• **Quoted passage**
● ● ● ● ●

A funeral was held Monday for Hussein Samatar, the first Somali-American to hold public office in Minnesota.
Samatar died Sunday after a long battle with leukemia. Funeral services were held at 1 p.m. Monday at the Burnsville Mosque.
There's a saying in Somali that a man's greatness can be judged by the size of his funeral, and hundreds came to remember Samatar -- including several Minnesota politicians.
"He was a man of his own community. He was a Minnesotan," U.S. Rep. Keith Ellison said of Samatar. "He cared about this whole state and everyone in it."
When Somalia became embroiled in civil war 20 years ago, Samatar was among the first wave of immigrants who sought refuge in the United States. With the help of a librarian, he learned English and eventually earned his MBA at Harvard.
Samatar became a mirror of sorts for members of the Somali community in Minnesota, showing them what was possible in this country by making the personal transformation from refugee to leader.
Samatar was elected to the Minneapolis School Board in 2010 and served on the audit, finance, teaching and learning committees, and he quickly became an influential asset.
"He was a champion for all students and all families, especially those who were disadvantaged," said Minneapolis School Board Chair Alberto Monserrate.
Community activist Al Flowers told FOX 9 News in a way, it is fitting that Samatar's passing would coincide with the anniversary of Dr. Martin Luther King's march on Washington.
"He lived the dream and became part of the dream," Flowers said.
The story of Samatar's life is a powerful narrative that testifies to the potential of the American Dream. After fleeing his homeland, learning a new language and graduating with an MBA from Harvard, Samatar launched a successful career in commercial banking.
Yet, Samatar's greatest achievement may be the founding of the African Development Center. In accordance with the Islamic faith, loans with interest are prohibited. So, Samatar offered no-interest loans to help start hundreds of local businesses.
"He was a man who could mitigate and navigate the Somali culture and the culture here and show you how to get things done," Abdi Bihi said.
Samatar is survived by a wife and four children. He was 45 years old, but in that time, he accomplished much. He sat on more boards and charities than could be summed up in a mention, and the Minneapolis-St. Paul Business Journal as one of the top minority corporate executives.

● ● ● ● ●

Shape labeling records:
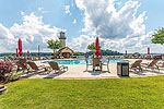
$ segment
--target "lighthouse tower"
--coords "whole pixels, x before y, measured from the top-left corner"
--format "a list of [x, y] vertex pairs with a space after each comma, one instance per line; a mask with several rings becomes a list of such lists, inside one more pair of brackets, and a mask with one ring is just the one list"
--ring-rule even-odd
[[65, 36], [65, 32], [60, 32], [60, 43], [62, 47], [66, 47], [66, 36]]

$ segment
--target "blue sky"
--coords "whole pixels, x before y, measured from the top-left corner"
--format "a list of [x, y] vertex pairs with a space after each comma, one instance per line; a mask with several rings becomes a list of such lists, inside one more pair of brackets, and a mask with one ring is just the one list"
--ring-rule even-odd
[[[65, 29], [67, 35], [67, 45], [77, 51], [81, 49], [85, 50], [86, 46], [84, 45], [89, 45], [89, 43], [85, 41], [94, 41], [95, 36], [99, 36], [99, 38], [102, 38], [101, 44], [102, 46], [104, 46], [104, 49], [113, 49], [113, 50], [118, 50], [120, 52], [124, 52], [125, 50], [128, 50], [129, 52], [133, 52], [133, 51], [145, 52], [147, 47], [151, 47], [153, 52], [160, 52], [159, 50], [155, 49], [155, 47], [159, 48], [162, 46], [155, 45], [154, 47], [154, 45], [151, 44], [150, 39], [147, 40], [147, 38], [151, 36], [154, 29], [156, 29], [157, 27], [162, 27], [164, 25], [164, 21], [163, 21], [164, 1], [163, 0], [91, 0], [90, 2], [87, 2], [86, 0], [81, 0], [81, 1], [83, 2], [80, 2], [80, 0], [0, 0], [0, 24], [1, 24], [0, 32], [2, 33], [3, 31], [5, 31], [8, 33], [8, 34], [0, 34], [3, 35], [0, 36], [1, 37], [0, 39], [4, 39], [2, 37], [7, 35], [7, 37], [9, 38], [13, 37], [15, 39], [13, 41], [16, 44], [16, 39], [24, 37], [23, 35], [25, 34], [26, 38], [23, 39], [26, 43], [23, 45], [24, 50], [35, 51], [36, 43], [34, 41], [35, 40], [34, 37], [38, 38], [38, 37], [44, 37], [44, 35], [46, 35], [46, 38], [43, 39], [48, 39], [58, 36], [59, 32], [61, 29]], [[130, 1], [130, 3], [127, 7], [125, 7], [125, 3], [127, 3], [128, 1]], [[109, 2], [109, 4], [106, 5], [106, 2]], [[96, 3], [98, 4], [96, 5]], [[132, 4], [134, 5], [137, 12], [134, 12]], [[113, 8], [113, 5], [116, 12], [115, 10], [112, 9], [113, 10], [112, 13], [118, 14], [119, 13], [118, 11], [122, 7], [125, 7], [124, 13], [128, 15], [129, 12], [131, 14], [128, 16], [128, 19], [132, 17], [133, 13], [136, 14], [134, 15], [136, 17], [129, 19], [128, 22], [121, 17], [121, 16], [126, 16], [124, 13], [121, 13], [121, 15], [117, 17], [117, 20], [116, 19], [113, 20], [112, 16], [113, 15], [115, 16], [115, 14], [110, 14], [110, 13], [106, 14], [105, 12], [103, 12], [103, 10], [101, 10], [101, 7], [102, 9], [103, 8], [107, 9], [107, 8]], [[95, 14], [96, 12], [98, 12], [97, 10], [101, 10], [101, 13], [103, 12], [104, 14], [101, 13]], [[141, 16], [141, 19], [138, 20], [139, 22], [134, 23], [132, 27], [131, 26], [129, 27], [129, 24], [136, 21], [137, 17], [141, 15], [144, 11], [145, 11], [145, 15]], [[39, 25], [40, 27], [44, 27], [44, 25], [49, 25], [47, 28], [45, 28], [46, 32], [45, 31], [42, 32], [44, 33], [44, 35], [39, 34], [40, 35], [39, 36], [36, 35], [36, 33], [26, 34], [25, 31], [27, 31], [26, 29], [27, 26], [24, 24], [25, 23], [24, 16], [30, 16], [28, 20], [33, 21], [32, 19], [33, 15], [31, 15], [32, 13], [34, 14], [33, 19], [42, 17], [40, 22], [43, 24]], [[105, 26], [101, 25], [103, 23], [109, 24], [110, 23], [109, 21], [117, 22], [118, 20], [120, 21], [121, 26], [125, 27], [122, 28], [124, 29], [122, 32], [120, 31], [121, 27], [117, 29], [119, 23], [114, 23], [112, 25], [105, 25]], [[124, 22], [125, 24], [122, 24]], [[15, 26], [14, 24], [19, 25], [19, 29], [24, 29], [23, 31], [24, 34], [23, 32], [19, 32], [16, 29], [17, 26]], [[22, 25], [23, 28], [21, 28]], [[115, 25], [117, 26], [115, 27]], [[142, 26], [141, 27], [142, 29], [140, 28], [140, 26]], [[59, 29], [56, 28], [55, 29], [56, 32], [51, 33], [51, 29], [54, 29], [54, 27], [57, 27]], [[103, 29], [105, 28], [108, 29], [103, 32]], [[40, 32], [40, 29], [38, 32]], [[120, 36], [122, 33], [126, 34]], [[128, 40], [127, 37], [130, 37], [131, 41], [139, 40], [140, 44], [137, 44], [136, 41], [131, 44], [130, 41], [127, 41]], [[116, 41], [117, 38], [119, 39], [119, 44], [118, 41]], [[75, 41], [78, 44], [74, 44]], [[124, 41], [127, 41], [126, 43], [127, 45], [124, 45], [122, 49], [119, 49]], [[16, 48], [16, 45], [14, 45], [14, 43], [8, 41], [9, 45], [13, 46], [10, 49], [7, 48], [5, 45], [3, 46], [3, 44], [1, 43], [0, 45], [2, 46], [2, 49], [0, 52], [8, 51], [8, 50], [14, 51]], [[33, 44], [35, 47], [34, 48], [27, 47], [26, 46], [27, 44]], [[43, 44], [43, 50], [46, 51], [47, 50], [46, 43], [42, 41], [40, 44]], [[133, 46], [133, 48], [131, 48], [130, 46]], [[139, 50], [139, 48], [143, 48], [143, 47], [144, 49]]]

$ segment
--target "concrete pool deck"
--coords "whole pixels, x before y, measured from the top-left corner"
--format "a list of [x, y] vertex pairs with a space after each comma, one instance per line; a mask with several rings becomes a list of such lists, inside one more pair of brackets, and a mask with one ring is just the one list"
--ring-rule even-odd
[[[133, 63], [137, 59], [129, 59], [129, 63]], [[43, 63], [44, 61], [36, 61], [37, 65], [44, 64], [48, 66], [47, 63]], [[143, 60], [143, 63], [151, 62], [151, 60]], [[117, 64], [109, 63], [109, 71], [107, 72], [107, 66], [103, 66], [103, 71], [92, 71], [92, 66], [89, 66], [86, 70], [85, 64], [66, 64], [68, 66], [68, 71], [65, 73], [55, 73], [51, 71], [49, 74], [46, 72], [43, 73], [30, 73], [24, 74], [23, 76], [27, 78], [58, 78], [58, 80], [94, 80], [94, 78], [119, 78], [120, 76], [117, 75]], [[164, 70], [143, 70], [142, 72], [131, 72], [130, 77], [145, 77], [145, 76], [156, 76], [156, 75], [164, 75]]]

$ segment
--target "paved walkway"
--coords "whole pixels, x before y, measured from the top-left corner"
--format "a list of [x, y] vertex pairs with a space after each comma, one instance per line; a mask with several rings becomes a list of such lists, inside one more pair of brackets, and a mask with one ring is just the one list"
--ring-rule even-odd
[[[129, 60], [130, 63], [132, 63], [134, 60]], [[148, 60], [144, 60], [143, 62], [150, 62]], [[37, 61], [36, 64], [45, 64], [42, 63], [42, 61]], [[25, 74], [23, 76], [26, 76], [28, 78], [58, 78], [58, 80], [94, 80], [94, 78], [119, 78], [120, 76], [117, 75], [117, 64], [110, 63], [109, 64], [109, 71], [107, 72], [107, 66], [103, 66], [103, 71], [92, 71], [92, 66], [89, 66], [89, 70], [86, 70], [85, 64], [67, 64], [68, 71], [65, 73], [55, 73], [55, 71], [51, 71], [49, 74], [46, 74], [46, 72], [42, 73], [30, 73]], [[142, 71], [142, 72], [130, 72], [130, 77], [144, 77], [144, 76], [156, 76], [156, 75], [164, 75], [164, 70], [161, 70], [160, 72], [157, 70], [152, 71]]]

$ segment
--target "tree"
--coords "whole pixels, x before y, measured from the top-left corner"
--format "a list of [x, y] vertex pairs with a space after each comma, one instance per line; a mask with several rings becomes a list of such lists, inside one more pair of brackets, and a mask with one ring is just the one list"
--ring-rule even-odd
[[[101, 49], [101, 48], [102, 48], [102, 47], [99, 46], [99, 49]], [[87, 46], [87, 49], [94, 51], [94, 50], [95, 50], [95, 43], [90, 44], [90, 45]]]
[[156, 33], [154, 33], [152, 38], [153, 44], [164, 44], [164, 27], [156, 29]]
[[74, 52], [73, 56], [80, 56], [80, 52]]
[[55, 55], [56, 49], [59, 49], [60, 47], [62, 47], [59, 40], [50, 39], [47, 41], [47, 44], [48, 44], [48, 48], [54, 50], [54, 55]]

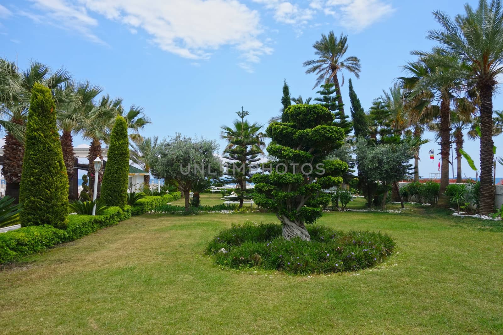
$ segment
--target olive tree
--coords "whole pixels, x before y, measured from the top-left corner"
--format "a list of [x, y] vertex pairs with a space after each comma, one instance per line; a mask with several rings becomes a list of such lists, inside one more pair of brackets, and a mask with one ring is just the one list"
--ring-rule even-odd
[[150, 155], [150, 169], [157, 178], [176, 180], [185, 197], [188, 210], [189, 193], [193, 184], [203, 179], [222, 175], [220, 160], [215, 156], [214, 141], [182, 137], [180, 134], [158, 144]]
[[309, 241], [305, 225], [321, 216], [323, 190], [342, 183], [348, 169], [340, 160], [326, 159], [343, 145], [344, 131], [319, 104], [291, 105], [284, 114], [289, 122], [274, 122], [266, 130], [272, 139], [267, 151], [276, 159], [263, 165], [268, 172], [252, 177], [254, 199], [276, 213], [284, 238]]

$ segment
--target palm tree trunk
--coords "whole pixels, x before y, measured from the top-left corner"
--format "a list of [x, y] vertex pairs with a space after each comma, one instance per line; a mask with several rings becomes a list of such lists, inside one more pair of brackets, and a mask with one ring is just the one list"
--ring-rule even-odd
[[333, 84], [336, 86], [336, 94], [339, 95], [337, 101], [339, 102], [339, 110], [341, 111], [341, 121], [342, 122], [344, 121], [344, 105], [343, 103], [343, 96], [341, 94], [341, 86], [339, 86], [339, 79], [337, 78], [337, 73], [333, 76]]
[[449, 205], [449, 199], [445, 195], [445, 190], [449, 185], [449, 152], [451, 144], [450, 101], [449, 98], [444, 97], [440, 104], [440, 156], [442, 158], [442, 165], [440, 170], [440, 195], [438, 204], [442, 207], [447, 207]]
[[[102, 156], [101, 143], [98, 140], [93, 140], [91, 142], [91, 147], [89, 148], [89, 155], [88, 159], [89, 160], [88, 163], [88, 176], [89, 177], [89, 196], [92, 199], [94, 192], [95, 183], [95, 169], [94, 163], [93, 162], [96, 157], [100, 156], [100, 159], [103, 160], [103, 156]], [[101, 181], [103, 178], [103, 164], [102, 163], [100, 171], [98, 171], [98, 190], [96, 193], [96, 197], [99, 198], [101, 192]]]
[[480, 95], [480, 213], [487, 215], [494, 206], [492, 184], [494, 155], [492, 147], [492, 86], [479, 86]]
[[462, 148], [463, 133], [459, 131], [456, 133], [456, 159], [458, 160], [456, 182], [458, 183], [463, 182], [463, 178], [461, 177], [461, 152], [459, 151]]
[[[11, 121], [18, 125], [23, 125], [22, 120], [13, 119]], [[19, 201], [19, 185], [23, 172], [23, 159], [25, 156], [25, 147], [10, 133], [5, 137], [4, 145], [4, 163], [2, 173], [5, 178], [6, 195], [14, 198], [17, 203]]]
[[419, 148], [414, 154], [414, 181], [419, 181]]
[[59, 140], [61, 143], [61, 149], [63, 150], [63, 160], [65, 166], [66, 167], [66, 174], [68, 175], [68, 182], [69, 185], [68, 189], [68, 198], [73, 198], [73, 186], [71, 180], [76, 176], [73, 172], [73, 161], [75, 153], [73, 152], [73, 139], [71, 136], [71, 131], [63, 130]]

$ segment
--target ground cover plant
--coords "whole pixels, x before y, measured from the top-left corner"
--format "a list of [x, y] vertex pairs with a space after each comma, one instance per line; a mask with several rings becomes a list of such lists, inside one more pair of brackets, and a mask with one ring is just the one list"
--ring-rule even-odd
[[257, 267], [289, 274], [353, 271], [380, 263], [395, 243], [375, 232], [345, 232], [322, 226], [307, 226], [311, 241], [282, 237], [281, 226], [251, 221], [225, 230], [212, 240], [206, 252], [219, 265]]

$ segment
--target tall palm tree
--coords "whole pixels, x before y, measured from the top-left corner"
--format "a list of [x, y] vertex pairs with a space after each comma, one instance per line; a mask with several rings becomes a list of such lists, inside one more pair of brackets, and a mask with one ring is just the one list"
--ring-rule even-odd
[[[492, 0], [490, 4], [479, 0], [476, 9], [465, 5], [464, 14], [454, 20], [441, 12], [433, 15], [442, 29], [428, 32], [428, 38], [439, 44], [428, 55], [436, 66], [454, 71], [439, 73], [431, 81], [463, 80], [476, 87], [480, 95], [480, 212], [486, 215], [494, 205], [492, 94], [497, 76], [503, 73], [503, 7], [501, 0]], [[462, 61], [453, 61], [454, 58]]]
[[[46, 65], [32, 62], [29, 68], [20, 71], [17, 67], [11, 67], [13, 82], [17, 82], [17, 92], [10, 94], [14, 98], [4, 104], [3, 112], [13, 124], [23, 126], [26, 124], [31, 89], [35, 83], [41, 83], [52, 90], [57, 110], [69, 103], [76, 102], [78, 98], [71, 91], [63, 87], [71, 79], [70, 73], [62, 68], [52, 71]], [[5, 75], [5, 74], [4, 74]], [[4, 164], [2, 173], [7, 182], [6, 194], [19, 198], [19, 184], [21, 178], [24, 146], [17, 134], [8, 131], [4, 146]]]
[[[129, 159], [133, 163], [138, 164], [144, 171], [148, 172], [150, 170], [150, 164], [149, 157], [151, 153], [153, 152], [157, 147], [157, 136], [153, 137], [143, 138], [140, 142], [132, 142], [131, 148], [129, 150]], [[145, 175], [144, 178], [145, 185], [149, 186], [150, 176]]]
[[[460, 98], [459, 93], [464, 87], [463, 81], [458, 79], [454, 70], [448, 67], [435, 65], [432, 60], [434, 53], [414, 51], [420, 56], [416, 62], [409, 62], [403, 67], [410, 77], [400, 77], [403, 87], [408, 89], [407, 97], [414, 107], [410, 109], [412, 122], [438, 122], [439, 138], [442, 165], [440, 173], [440, 196], [438, 204], [448, 204], [445, 190], [449, 185], [450, 149], [451, 146], [451, 104]], [[459, 63], [459, 59], [452, 58], [453, 63]], [[450, 81], [439, 82], [432, 80], [441, 75], [450, 76]]]
[[[304, 67], [308, 67], [306, 73], [315, 73], [318, 75], [316, 83], [313, 89], [318, 87], [322, 83], [332, 82], [336, 86], [336, 93], [339, 96], [341, 120], [344, 119], [344, 108], [343, 106], [342, 95], [341, 86], [344, 84], [344, 75], [342, 70], [346, 70], [360, 79], [361, 65], [360, 59], [356, 56], [350, 56], [343, 59], [344, 54], [348, 51], [348, 36], [341, 34], [338, 39], [333, 30], [330, 30], [327, 35], [321, 34], [321, 39], [313, 44], [315, 50], [314, 54], [317, 59], [306, 61], [302, 64]], [[338, 72], [341, 72], [342, 82], [339, 84], [337, 77]], [[323, 83], [323, 82], [325, 82]]]
[[306, 99], [305, 101], [302, 99], [302, 96], [299, 94], [299, 96], [296, 98], [292, 98], [292, 102], [295, 103], [295, 104], [309, 104], [309, 102], [311, 102], [311, 99], [312, 99], [310, 96]]

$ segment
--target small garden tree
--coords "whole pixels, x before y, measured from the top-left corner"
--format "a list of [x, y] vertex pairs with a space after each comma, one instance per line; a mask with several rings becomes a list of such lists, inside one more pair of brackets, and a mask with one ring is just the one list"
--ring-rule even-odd
[[[358, 139], [355, 152], [358, 171], [364, 176], [367, 182], [380, 182], [384, 187], [381, 203], [384, 209], [390, 186], [409, 174], [412, 166], [409, 161], [414, 158], [414, 154], [406, 144], [376, 146], [369, 144], [363, 137]], [[367, 194], [369, 204], [372, 195]]]
[[222, 176], [220, 162], [214, 156], [218, 145], [214, 141], [182, 137], [180, 134], [164, 141], [150, 156], [150, 169], [157, 178], [174, 180], [185, 197], [185, 210], [189, 207], [189, 193], [193, 184], [205, 178]]
[[309, 241], [305, 225], [322, 214], [322, 190], [342, 182], [348, 164], [325, 159], [344, 144], [344, 131], [334, 126], [334, 115], [320, 104], [298, 104], [285, 110], [289, 123], [273, 123], [266, 133], [267, 147], [277, 160], [263, 165], [269, 173], [252, 177], [257, 204], [273, 210], [283, 224], [283, 236]]
[[19, 200], [24, 226], [68, 223], [68, 177], [51, 90], [35, 83], [26, 124]]
[[105, 167], [101, 198], [109, 206], [123, 208], [127, 203], [129, 175], [129, 141], [127, 123], [121, 116], [115, 119], [110, 134], [108, 159]]
[[239, 208], [243, 206], [243, 196], [246, 189], [246, 182], [250, 180], [253, 170], [257, 169], [257, 162], [260, 160], [259, 156], [264, 154], [262, 149], [266, 146], [264, 142], [265, 134], [260, 130], [263, 125], [257, 122], [250, 124], [245, 120], [249, 114], [246, 110], [236, 113], [241, 119], [234, 122], [233, 127], [223, 126], [221, 134], [222, 139], [228, 142], [224, 150], [224, 159], [227, 174], [231, 176], [230, 182], [239, 185], [238, 194]]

● ● ● ● ●

• **What to do**
Answer these questions about the article on Hussein Samatar:
1. Where were the funeral services held?
2. Which school board was Samatar elected to, and in what year?
3. What kind of loans did Samatar offer to help start local businesses?

• **Exercise result**
1. At the Burnsville Mosque.
2. The Minneapolis School Board, in 2010.
3. No-interest loans.